**PASSAGE:**
:::

Actually, it kinda is. I’m afraid that this is the kind of talk we’ll be hearing from currency dealers and their shills in the coming months, but bear in mind all of the hype about the dinar and the current reality.
In the chart below you can see that the value of the rial actually dropped after the sanctions were lifted in mid-January. This may seem counterintuitive, but this is the norm, folks.
The following was taken from an article in Al-Monitor, an English Arab news site.
The Central Bank of Iran (CBI) has in the past 18 months focused on curbing inflation, which is an effective factor on the rial’s parity rate against the US dollar as the dominant reserve currency. Inflation, which once stood at 40%, reached 15.5% in the 12 months ending April 20, a great achievement for the moderate administration that took power with an agenda to recover the economy. Late in April, the regulator eventually decided to lower interest rates, putting a 20% cap for deposit rates (down from 22%) and 24% limit for lending rates (down from 28%). Observers believe the third step the CBI may take is a decision to unify the dual foreign exchange rates, a policy the administration has been sitting on since mid-2013.

:::

**DATASET EXCERPT:**
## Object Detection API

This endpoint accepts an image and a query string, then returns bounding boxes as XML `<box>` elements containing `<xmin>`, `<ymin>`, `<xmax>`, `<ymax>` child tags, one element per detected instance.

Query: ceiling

:::

**SET PROBLEM 1:** Reproduce the passage on the Iranian rial word for word, from "Actually, it kinda" to "the norm, folks.".
**SET PROBLEM 2:** Carry the passage on the Iranian rial forward from its final sentence.

**EXERCISE ANSWER 1:**
Actually, it kinda is. I’m afraid that this is the kind of talk we’ll be hearing from currency dealers and their shills in the coming months, but bear in mind all of the hype about the dinar and the current reality.
In the chart below you can see that the value of the rial actually dropped after the sanctions were lifted in mid-January. This may seem counterintuitive, but this is the norm, folks.

**EXERCISE ANSWER 2:**
Some economists believe a unified system could be a boon for Iran’s business environment, as it would reduce corruption and rent-seeking, a phenomenon widely believed to be a major setback for the struggling economy. In April, Tahmasb Mazaheri, a former CBI governor, told Nasim Online that the administration “should not waste time by putting off the unification plan for the post-sanctions era.” Sohrab Delangiz, another monetary expert, also believes the dual-rate system gives “wrong signals” to investors. The rial’s value, he argues, should approach a more “realistic” level — possibly around 37,000 rials against the US dollar or as others suggest around 52,000 rials, taking into account the 50% inflation rate collectively registered in Iran and the Organization for Economic Cooperation and Development over the past two years.
Currently the rial is valued at 30,202 rials to the dollar or $.00003. At 37,000 to the dollar it would be about $.000027, and at 52,000 to the dollar it would be about $.000019. As you can see, the prognosis is for a lower value as Iran goes forward, not a higher value. Buying something that is more likely to go down in value than up is a bad idea. What makes it a really bad idea is that Iran announced in 2011 that they are planning on removing three zeros from their currency. Sound familiar? That’s redenomination talk. As in lop. As in what many countries like Iran do to remove the effects of past hyperinflation. As in the currency reform plan for the Iraqi dinar that has also failed to materialize and that gurus misrepresented as a revaluation.
Whether they get around to enacting their planned redenomination or not, the Iranian rial is a sucker’s bet. Don’t fall for it.